SUARAKALBAR.CO.ID
Beranda Daerah Bengkayang 30 Tahun Hidup Bersama Warga Kalimantan, Ini Tanggapan Advokat Dwi Joko Prihanto Terkait Kasus Edy Mulyadi

30 Tahun Hidup Bersama Warga Kalimantan, Ini Tanggapan Advokat Dwi Joko Prihanto Terkait Kasus Edy Mulyadi

Advokat Dwi Joko Prihanto

Bengkayang (Suara Kalbar) – Edy Mulyadi ditetapkan sebagai tersangka kasus ujaran kebencian berdasarkan suku, agama, ras, dan antargolongan (SARA) dan penyebaran berita bohong atau hoaks.

Pernyataan SARA yang menjerat Edy berkaitan dengan kritikan yang menolak perpindahan ibu kota negara (IKN) ke Kalimantan Timur dengan menyebutkan istilah “tempat jin buang anak”.

Terkait pelaku Edy Mulyadi mengaku sebagai wartawan mendapat tanggapan dari berbagai pihak. Salah santyunya Advokat, Dwi Joko Prihanto, S.H.M.H,CIL.

“Karya jurnalistik itu adalah karya yang merupakan hasil dari kerja mengumpulkan membuat dan menyebarkan informasi,”katanya, Selasa (15/2/2022).

Menurut Joko, menjadi seorang wartawan mengumpulkan data di lapangan, mengolahnya jadi berita dan kemudian menyampaikannya kepada khalayak ramai atau publik melalui saluran yang tersedia, apakah media elektronik, media cetak, dan juga media online.

Penyebarannya pun harus melalui media pers yang telah diatur sesuai yang diamanatkan oleh Undang-Undang Nomor 40 Tahun 1999 tentang Pers.

“Nah, apakah Edy Mulyadi telah melakukan hal itu,menurut pengamatan saya Edy dalam komentarnya tidak melakukan itu, makanya Edy Mulyadi ditahan,” ujarnya.

### Petunjuk 1
Tulis ulang kata demi kata bagian artikel tentang kasus Edy Mulyadi, dimulai dari "Terkait pelaku Edy" dan berlanjut sampai "juga media online.".
### Petunjuk 2
Menurut artikel tentang kasus Edy Mulyadi, Edy Mulyadi ditetapkan sebagai tersangka dalam kasus apa?

(Catatan anotasi spasial)
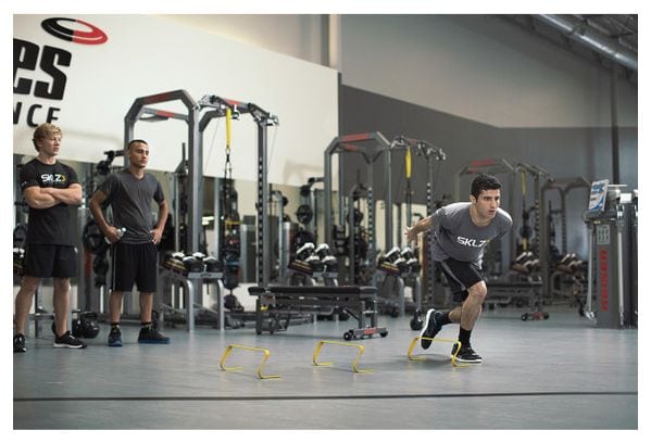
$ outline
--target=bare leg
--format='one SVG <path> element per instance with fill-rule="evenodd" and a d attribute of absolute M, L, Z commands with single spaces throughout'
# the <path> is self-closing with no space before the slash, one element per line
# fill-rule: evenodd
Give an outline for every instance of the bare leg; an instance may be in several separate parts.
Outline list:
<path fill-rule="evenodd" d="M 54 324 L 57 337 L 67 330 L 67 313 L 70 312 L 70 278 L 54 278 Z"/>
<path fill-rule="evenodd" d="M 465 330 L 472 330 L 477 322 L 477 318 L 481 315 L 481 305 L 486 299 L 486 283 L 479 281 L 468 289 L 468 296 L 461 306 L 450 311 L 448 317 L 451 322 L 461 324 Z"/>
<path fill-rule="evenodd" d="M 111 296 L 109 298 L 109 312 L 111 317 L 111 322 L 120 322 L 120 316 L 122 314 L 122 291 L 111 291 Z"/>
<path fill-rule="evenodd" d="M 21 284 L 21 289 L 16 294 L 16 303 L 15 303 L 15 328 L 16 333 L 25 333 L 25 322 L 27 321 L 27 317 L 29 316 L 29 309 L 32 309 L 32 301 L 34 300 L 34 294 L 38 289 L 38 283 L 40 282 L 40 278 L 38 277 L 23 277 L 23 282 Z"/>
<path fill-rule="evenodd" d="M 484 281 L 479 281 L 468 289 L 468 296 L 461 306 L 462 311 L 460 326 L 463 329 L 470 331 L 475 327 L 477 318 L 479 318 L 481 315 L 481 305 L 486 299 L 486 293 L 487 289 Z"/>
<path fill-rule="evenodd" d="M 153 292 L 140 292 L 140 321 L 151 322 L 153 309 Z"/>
--
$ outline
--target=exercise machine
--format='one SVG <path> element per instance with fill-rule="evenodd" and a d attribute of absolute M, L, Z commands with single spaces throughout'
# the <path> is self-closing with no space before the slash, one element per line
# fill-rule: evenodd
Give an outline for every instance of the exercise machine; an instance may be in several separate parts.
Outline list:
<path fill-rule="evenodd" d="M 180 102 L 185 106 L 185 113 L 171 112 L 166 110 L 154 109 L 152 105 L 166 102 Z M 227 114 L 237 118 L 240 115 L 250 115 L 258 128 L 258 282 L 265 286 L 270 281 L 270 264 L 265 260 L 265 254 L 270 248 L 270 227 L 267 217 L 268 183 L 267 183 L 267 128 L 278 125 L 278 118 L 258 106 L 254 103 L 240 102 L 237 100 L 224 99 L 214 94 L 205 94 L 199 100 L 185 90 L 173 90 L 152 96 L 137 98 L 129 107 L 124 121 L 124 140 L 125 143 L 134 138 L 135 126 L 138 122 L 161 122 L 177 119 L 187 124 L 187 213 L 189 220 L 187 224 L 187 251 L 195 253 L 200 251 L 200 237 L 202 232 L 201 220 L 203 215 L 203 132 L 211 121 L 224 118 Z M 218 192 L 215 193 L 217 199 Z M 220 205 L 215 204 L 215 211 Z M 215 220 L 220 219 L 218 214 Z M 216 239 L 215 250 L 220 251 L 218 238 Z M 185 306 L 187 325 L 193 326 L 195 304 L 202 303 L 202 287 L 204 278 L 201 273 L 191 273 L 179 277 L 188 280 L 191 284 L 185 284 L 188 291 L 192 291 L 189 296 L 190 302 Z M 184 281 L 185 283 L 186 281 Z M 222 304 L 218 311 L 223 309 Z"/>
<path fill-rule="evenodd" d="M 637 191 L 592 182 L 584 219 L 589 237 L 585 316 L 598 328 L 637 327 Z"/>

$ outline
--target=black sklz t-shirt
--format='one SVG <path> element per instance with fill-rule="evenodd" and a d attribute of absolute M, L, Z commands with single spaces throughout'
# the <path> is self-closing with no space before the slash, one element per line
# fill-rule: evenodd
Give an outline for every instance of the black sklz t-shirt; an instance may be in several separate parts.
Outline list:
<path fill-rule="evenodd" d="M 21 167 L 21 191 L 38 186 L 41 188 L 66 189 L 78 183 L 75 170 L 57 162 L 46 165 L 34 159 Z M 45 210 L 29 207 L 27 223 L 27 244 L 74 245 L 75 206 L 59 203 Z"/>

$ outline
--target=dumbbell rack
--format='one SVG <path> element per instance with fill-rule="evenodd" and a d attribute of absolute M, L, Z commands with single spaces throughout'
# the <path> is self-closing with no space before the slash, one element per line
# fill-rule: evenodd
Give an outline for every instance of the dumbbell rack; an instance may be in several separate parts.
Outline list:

### Jawaban Tertulis 1
Terkait pelaku Edy Mulyadi mengaku sebagai wartawan mendapat tanggapan dari berbagai pihak. Salah santyunya Advokat, Dwi Joko Prihanto, S.H.M.H,CIL.

“Karya jurnalistik itu adalah karya yang merupakan hasil dari kerja mengumpulkan membuat dan menyebarkan informasi,”katanya, Selasa (15/2/2022).

Menurut Joko, menjadi seorang wartawan mengumpulkan data di lapangan, mengolahnya jadi berita dan kemudian menyampaikannya kepada khalayak ramai atau publik melalui saluran yang tersedia, apakah media elektronik, media cetak, dan juga media online.

### Jawaban Tertulis 2
Ujaran kebencian berdasarkan suku, agama, ras, dan antargolongan (SARA) serta penyebaran berita bohong atau hoaks.